== What you have to do ==
Could you repeat all of the entries exactly, leaving out any pictures?

Saved entries:
□ □ □ □ □
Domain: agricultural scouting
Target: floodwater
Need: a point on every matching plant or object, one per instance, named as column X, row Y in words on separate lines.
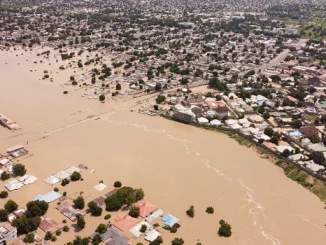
column 176, row 165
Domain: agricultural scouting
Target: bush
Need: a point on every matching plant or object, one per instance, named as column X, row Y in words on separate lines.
column 36, row 208
column 134, row 211
column 102, row 97
column 3, row 194
column 48, row 236
column 65, row 182
column 225, row 229
column 3, row 215
column 94, row 209
column 210, row 210
column 80, row 221
column 10, row 206
column 143, row 228
column 108, row 216
column 79, row 202
column 25, row 225
column 5, row 176
column 75, row 176
column 157, row 241
column 160, row 99
column 29, row 238
column 191, row 212
column 97, row 239
column 19, row 169
column 117, row 184
column 102, row 228
column 177, row 241
column 65, row 228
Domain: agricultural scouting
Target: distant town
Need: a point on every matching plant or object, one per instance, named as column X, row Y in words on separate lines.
column 255, row 69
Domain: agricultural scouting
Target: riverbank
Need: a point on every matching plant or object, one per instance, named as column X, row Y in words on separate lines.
column 314, row 183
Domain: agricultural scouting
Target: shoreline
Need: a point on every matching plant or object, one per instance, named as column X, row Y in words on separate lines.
column 293, row 171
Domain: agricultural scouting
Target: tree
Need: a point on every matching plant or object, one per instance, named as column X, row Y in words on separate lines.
column 158, row 87
column 269, row 131
column 266, row 115
column 3, row 194
column 75, row 176
column 160, row 99
column 113, row 203
column 48, row 236
column 79, row 202
column 102, row 97
column 318, row 158
column 296, row 123
column 139, row 194
column 225, row 229
column 286, row 153
column 97, row 239
column 134, row 211
column 117, row 184
column 80, row 241
column 3, row 215
column 274, row 140
column 143, row 228
column 36, row 208
column 94, row 209
column 210, row 210
column 19, row 169
column 157, row 241
column 29, row 238
column 80, row 221
column 5, row 176
column 102, row 228
column 25, row 225
column 11, row 206
column 177, row 241
column 191, row 212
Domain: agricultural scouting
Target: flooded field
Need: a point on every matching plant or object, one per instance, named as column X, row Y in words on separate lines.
column 175, row 164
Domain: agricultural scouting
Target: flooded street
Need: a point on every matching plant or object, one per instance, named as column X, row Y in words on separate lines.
column 177, row 165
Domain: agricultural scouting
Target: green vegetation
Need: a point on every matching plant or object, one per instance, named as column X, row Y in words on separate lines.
column 191, row 212
column 10, row 206
column 157, row 241
column 3, row 215
column 75, row 176
column 29, row 238
column 160, row 99
column 134, row 211
column 79, row 202
column 124, row 196
column 178, row 241
column 5, row 176
column 19, row 169
column 3, row 194
column 36, row 208
column 210, row 210
column 80, row 221
column 108, row 216
column 225, row 229
column 143, row 228
column 101, row 228
column 117, row 184
column 94, row 209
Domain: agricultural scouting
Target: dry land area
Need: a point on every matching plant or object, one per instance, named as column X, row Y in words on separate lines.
column 176, row 165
□ □ □ □ □
== Final answer ==
Domain: agricultural scouting
Target: floodwater
Need: a point on every matching plant or object, one per instance, named as column X, row Y in words on separate lines.
column 176, row 165
Domain: agricultural scouting
Target: bush
Need: a point on every matching plant or object, one per instance, named as column X, row Y in words on separate lines.
column 36, row 208
column 134, row 211
column 102, row 97
column 3, row 194
column 48, row 236
column 65, row 182
column 225, row 229
column 3, row 215
column 94, row 209
column 210, row 210
column 80, row 221
column 10, row 206
column 143, row 228
column 108, row 216
column 79, row 202
column 25, row 225
column 5, row 176
column 75, row 176
column 157, row 241
column 160, row 99
column 29, row 238
column 191, row 212
column 97, row 239
column 19, row 169
column 117, row 184
column 102, row 228
column 177, row 241
column 65, row 228
Domain: agricultural scouting
Target: distant town
Need: a point on every matching plant or object, one per instance, named as column X, row Y in words on separate lines.
column 255, row 69
Domain: agricultural scouting
Target: riverbank
Need: a point on every matching plant or object, one per instance, named as column X, row Y in words on separate lines.
column 314, row 183
Domain: agricultural scouting
Target: shoreline
Need: a point on every matching plant or object, one per instance, named as column X, row Y in words on separate lines.
column 293, row 171
Domain: agricultural scouting
Target: tree
Need: a point on every matching plant or object, one per instance, named as column X, row Y in words on separate lines.
column 158, row 87
column 269, row 131
column 266, row 115
column 3, row 194
column 75, row 176
column 160, row 99
column 113, row 203
column 48, row 236
column 79, row 202
column 102, row 97
column 318, row 158
column 296, row 123
column 139, row 194
column 225, row 229
column 286, row 153
column 97, row 239
column 134, row 211
column 117, row 184
column 80, row 241
column 3, row 215
column 274, row 140
column 143, row 228
column 36, row 208
column 94, row 209
column 210, row 210
column 19, row 169
column 157, row 241
column 29, row 238
column 80, row 221
column 5, row 176
column 102, row 228
column 25, row 225
column 11, row 206
column 177, row 241
column 191, row 212
Domain: agricultural scouting
Target: flooded field
Need: a point on every matching plant or object, one per instance, named as column X, row Y in words on separate lines.
column 175, row 164
Domain: agricultural scouting
Target: flooded street
Need: a point on every matching plant or object, one per instance, named as column X, row Y in words on separate lines.
column 177, row 165
Domain: agricultural scouting
Target: green vegetation
Need: a point on every matching plant or object, one per instance, named as column X, row Y in words on separate lines.
column 191, row 212
column 10, row 206
column 157, row 241
column 3, row 215
column 75, row 176
column 29, row 238
column 160, row 99
column 134, row 211
column 79, row 202
column 124, row 196
column 178, row 241
column 5, row 176
column 19, row 169
column 3, row 194
column 36, row 208
column 210, row 210
column 80, row 221
column 108, row 216
column 225, row 229
column 143, row 228
column 101, row 228
column 117, row 184
column 94, row 209
Domain: agricultural scouting
Target: dry land area
Need: a point on every matching plant or object, one per instance, named as column X, row Y in words on separate lines.
column 176, row 165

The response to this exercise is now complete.